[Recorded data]
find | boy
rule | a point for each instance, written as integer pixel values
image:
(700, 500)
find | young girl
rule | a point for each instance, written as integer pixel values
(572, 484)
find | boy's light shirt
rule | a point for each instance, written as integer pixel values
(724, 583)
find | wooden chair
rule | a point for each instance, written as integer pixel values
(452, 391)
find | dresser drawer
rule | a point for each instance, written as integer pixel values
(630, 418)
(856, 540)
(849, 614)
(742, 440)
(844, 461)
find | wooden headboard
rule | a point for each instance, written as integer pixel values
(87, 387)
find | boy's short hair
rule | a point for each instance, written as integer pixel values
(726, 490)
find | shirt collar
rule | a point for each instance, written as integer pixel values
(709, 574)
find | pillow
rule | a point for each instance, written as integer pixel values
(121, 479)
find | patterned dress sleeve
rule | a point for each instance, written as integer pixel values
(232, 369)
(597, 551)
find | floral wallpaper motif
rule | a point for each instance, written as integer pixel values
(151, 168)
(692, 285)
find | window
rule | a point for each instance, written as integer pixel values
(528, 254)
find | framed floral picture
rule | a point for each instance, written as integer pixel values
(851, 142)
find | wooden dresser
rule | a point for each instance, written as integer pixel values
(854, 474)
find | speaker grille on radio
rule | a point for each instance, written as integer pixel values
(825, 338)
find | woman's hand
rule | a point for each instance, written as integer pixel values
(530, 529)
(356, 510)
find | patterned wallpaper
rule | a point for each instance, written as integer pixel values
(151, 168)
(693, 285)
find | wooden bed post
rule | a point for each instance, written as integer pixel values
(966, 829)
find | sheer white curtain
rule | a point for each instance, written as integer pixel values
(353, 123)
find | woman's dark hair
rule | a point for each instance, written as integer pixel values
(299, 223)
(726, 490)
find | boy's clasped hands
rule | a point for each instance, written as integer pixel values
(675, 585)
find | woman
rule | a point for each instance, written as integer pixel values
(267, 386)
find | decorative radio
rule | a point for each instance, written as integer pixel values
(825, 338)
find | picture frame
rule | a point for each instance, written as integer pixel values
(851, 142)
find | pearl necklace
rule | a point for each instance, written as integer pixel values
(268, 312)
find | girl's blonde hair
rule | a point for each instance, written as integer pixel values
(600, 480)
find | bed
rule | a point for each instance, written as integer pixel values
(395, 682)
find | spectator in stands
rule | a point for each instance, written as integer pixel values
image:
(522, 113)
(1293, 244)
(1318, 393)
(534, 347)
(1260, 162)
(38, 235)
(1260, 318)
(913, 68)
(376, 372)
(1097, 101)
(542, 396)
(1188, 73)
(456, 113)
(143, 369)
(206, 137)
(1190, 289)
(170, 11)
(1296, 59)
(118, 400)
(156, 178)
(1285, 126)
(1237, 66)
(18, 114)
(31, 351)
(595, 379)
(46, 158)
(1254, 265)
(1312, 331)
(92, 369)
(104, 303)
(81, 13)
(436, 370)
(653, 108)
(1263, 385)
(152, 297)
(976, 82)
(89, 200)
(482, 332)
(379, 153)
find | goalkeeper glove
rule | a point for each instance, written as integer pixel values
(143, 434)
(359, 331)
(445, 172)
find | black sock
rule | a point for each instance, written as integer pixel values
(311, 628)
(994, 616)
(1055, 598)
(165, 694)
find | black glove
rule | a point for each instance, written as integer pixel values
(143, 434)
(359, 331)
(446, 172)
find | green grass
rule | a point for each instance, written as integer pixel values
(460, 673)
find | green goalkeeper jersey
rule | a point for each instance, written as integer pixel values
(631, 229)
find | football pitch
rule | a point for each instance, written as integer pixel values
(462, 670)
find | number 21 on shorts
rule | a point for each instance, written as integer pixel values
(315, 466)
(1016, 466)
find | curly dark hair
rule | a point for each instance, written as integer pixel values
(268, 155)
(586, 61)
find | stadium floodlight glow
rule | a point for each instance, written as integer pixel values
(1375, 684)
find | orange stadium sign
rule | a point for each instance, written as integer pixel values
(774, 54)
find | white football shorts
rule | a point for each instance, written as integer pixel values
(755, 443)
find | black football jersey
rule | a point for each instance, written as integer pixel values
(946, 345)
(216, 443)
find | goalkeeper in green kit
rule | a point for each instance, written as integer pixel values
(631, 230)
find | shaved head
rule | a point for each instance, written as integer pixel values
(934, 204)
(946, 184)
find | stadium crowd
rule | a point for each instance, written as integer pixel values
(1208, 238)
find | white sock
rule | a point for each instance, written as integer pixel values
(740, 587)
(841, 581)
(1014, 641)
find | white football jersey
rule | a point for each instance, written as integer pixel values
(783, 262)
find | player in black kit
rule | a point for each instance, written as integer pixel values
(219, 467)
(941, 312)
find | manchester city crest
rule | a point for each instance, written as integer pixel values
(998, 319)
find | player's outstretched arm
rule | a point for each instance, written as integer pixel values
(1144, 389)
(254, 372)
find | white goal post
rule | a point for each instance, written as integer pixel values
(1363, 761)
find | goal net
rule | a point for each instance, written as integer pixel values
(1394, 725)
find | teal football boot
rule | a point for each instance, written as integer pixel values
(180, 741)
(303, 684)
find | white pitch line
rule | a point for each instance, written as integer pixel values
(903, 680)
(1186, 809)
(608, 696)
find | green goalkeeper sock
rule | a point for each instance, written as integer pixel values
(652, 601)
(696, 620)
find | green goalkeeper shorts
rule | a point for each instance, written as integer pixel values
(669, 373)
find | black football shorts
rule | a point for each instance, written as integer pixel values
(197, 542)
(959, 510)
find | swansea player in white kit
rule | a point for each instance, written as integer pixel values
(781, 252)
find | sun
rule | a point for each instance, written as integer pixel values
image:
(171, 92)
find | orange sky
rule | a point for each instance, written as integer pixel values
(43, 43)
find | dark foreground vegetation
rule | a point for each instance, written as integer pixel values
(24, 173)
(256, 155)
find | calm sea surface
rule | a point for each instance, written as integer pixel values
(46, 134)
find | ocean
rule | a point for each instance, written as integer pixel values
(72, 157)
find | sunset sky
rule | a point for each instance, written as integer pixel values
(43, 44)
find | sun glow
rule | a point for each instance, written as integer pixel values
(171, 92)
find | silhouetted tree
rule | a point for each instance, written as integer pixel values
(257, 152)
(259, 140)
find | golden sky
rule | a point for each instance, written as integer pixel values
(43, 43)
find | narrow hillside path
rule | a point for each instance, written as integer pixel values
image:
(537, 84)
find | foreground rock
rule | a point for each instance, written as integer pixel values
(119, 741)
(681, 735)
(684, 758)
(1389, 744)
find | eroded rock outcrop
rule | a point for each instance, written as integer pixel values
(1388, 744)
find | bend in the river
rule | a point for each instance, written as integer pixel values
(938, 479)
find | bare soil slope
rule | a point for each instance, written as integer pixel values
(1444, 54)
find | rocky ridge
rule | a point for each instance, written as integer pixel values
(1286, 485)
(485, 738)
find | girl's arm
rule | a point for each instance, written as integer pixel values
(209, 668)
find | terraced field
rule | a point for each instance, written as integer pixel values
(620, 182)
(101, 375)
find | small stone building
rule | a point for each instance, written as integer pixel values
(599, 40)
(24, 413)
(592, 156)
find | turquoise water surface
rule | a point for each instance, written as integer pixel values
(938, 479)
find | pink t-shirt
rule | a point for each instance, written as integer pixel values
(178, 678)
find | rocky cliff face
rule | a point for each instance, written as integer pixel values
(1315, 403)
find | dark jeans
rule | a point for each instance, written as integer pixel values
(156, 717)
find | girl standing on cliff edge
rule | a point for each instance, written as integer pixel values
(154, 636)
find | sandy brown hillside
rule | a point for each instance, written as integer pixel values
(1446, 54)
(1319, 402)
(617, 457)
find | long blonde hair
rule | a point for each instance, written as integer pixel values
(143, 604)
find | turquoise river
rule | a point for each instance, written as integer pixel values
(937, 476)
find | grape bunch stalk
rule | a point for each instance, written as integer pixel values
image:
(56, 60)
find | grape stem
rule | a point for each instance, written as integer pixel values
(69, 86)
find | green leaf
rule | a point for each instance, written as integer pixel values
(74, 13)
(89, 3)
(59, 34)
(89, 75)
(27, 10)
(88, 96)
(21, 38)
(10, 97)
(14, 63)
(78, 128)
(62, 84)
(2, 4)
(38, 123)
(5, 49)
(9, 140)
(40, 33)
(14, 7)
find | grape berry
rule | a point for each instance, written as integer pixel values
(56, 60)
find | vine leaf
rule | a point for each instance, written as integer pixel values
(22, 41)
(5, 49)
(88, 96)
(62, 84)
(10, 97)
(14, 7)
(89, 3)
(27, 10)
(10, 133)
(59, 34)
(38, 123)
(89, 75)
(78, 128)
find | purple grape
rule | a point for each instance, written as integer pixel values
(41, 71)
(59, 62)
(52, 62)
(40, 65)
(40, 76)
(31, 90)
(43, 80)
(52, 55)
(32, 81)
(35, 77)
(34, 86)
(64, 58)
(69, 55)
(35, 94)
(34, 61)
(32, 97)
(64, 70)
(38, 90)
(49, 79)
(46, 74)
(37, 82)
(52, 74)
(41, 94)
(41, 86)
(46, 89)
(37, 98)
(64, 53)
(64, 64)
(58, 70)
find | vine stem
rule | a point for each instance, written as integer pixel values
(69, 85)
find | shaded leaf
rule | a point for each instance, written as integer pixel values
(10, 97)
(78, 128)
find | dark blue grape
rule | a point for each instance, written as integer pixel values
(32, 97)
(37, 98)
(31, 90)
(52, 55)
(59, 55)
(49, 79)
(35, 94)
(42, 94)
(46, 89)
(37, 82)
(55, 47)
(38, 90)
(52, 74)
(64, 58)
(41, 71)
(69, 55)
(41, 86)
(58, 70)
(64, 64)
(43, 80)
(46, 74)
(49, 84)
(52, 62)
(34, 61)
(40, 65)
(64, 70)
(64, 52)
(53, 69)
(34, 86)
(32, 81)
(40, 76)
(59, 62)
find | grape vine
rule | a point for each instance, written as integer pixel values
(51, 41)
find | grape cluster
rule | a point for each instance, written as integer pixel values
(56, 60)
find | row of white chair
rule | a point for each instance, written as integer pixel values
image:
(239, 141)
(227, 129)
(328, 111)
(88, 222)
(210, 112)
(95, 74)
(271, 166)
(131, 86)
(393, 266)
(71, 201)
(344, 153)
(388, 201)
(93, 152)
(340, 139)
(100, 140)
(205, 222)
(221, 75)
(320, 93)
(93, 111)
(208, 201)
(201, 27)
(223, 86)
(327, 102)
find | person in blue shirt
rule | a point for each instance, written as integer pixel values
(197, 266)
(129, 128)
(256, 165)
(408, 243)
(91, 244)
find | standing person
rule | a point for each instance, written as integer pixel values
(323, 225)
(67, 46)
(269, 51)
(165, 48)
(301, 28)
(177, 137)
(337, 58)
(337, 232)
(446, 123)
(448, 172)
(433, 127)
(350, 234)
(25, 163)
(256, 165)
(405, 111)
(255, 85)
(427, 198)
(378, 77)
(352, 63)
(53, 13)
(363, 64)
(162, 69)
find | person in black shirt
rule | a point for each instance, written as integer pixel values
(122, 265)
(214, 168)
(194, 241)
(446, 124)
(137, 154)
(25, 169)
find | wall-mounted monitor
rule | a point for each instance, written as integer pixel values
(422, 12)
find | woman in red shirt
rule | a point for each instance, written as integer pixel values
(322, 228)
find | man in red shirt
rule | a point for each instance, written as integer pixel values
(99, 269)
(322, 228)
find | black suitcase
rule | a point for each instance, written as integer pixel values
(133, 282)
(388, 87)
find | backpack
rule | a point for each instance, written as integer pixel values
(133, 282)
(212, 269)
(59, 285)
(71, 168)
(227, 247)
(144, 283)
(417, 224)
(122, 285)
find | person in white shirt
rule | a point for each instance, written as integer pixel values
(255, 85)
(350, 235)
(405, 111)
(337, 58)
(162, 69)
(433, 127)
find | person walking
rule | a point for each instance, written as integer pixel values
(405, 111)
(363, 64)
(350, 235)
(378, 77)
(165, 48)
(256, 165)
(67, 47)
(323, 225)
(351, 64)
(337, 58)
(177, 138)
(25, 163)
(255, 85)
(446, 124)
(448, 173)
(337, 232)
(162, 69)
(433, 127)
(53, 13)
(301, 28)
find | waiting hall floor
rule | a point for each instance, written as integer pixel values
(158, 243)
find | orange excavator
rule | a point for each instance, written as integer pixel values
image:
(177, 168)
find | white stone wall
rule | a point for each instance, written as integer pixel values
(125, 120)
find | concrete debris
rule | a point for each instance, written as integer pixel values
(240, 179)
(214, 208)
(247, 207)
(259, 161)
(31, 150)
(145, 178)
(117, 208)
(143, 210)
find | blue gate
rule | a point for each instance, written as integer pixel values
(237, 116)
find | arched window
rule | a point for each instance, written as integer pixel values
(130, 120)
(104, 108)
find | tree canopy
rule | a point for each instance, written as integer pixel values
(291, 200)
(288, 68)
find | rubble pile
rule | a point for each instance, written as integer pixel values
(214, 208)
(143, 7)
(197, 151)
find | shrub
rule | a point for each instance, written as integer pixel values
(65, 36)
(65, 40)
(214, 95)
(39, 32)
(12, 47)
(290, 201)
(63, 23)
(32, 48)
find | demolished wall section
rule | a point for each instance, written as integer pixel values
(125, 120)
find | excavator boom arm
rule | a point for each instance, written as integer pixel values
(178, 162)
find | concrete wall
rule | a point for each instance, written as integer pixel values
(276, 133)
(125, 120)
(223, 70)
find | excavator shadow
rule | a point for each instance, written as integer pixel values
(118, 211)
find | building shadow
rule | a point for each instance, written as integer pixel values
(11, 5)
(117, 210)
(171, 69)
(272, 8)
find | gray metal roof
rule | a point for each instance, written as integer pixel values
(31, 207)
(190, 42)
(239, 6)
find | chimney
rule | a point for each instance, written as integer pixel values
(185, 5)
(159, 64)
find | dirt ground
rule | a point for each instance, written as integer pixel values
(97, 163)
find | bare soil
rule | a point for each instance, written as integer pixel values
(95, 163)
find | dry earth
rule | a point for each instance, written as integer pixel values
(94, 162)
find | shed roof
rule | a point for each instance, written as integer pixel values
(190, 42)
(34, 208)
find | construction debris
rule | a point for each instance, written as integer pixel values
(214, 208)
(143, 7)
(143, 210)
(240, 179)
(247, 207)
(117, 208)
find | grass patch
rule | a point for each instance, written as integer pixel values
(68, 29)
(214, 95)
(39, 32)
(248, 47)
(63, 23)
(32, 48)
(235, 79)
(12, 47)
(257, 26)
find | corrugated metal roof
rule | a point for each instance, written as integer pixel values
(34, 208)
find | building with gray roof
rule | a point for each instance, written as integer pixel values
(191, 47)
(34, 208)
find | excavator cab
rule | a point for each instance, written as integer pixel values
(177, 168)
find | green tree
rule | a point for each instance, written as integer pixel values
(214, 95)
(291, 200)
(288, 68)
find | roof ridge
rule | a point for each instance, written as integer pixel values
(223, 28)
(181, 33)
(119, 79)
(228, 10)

* Your task
In the entries above, find the line with "find | grape berry" and the line with "find | purple grape", then restate word for word both of them and every line between, with nothing more.

* Answer space
find | grape berry
rule | a point for each instance, written as integer pixel values
(56, 60)
find | vine leaf
rule | a point for each instance, written as integer pixel values
(22, 41)
(5, 49)
(88, 96)
(62, 84)
(10, 97)
(14, 7)
(89, 3)
(27, 10)
(10, 133)
(59, 34)
(38, 123)
(89, 75)
(78, 128)
find | purple grape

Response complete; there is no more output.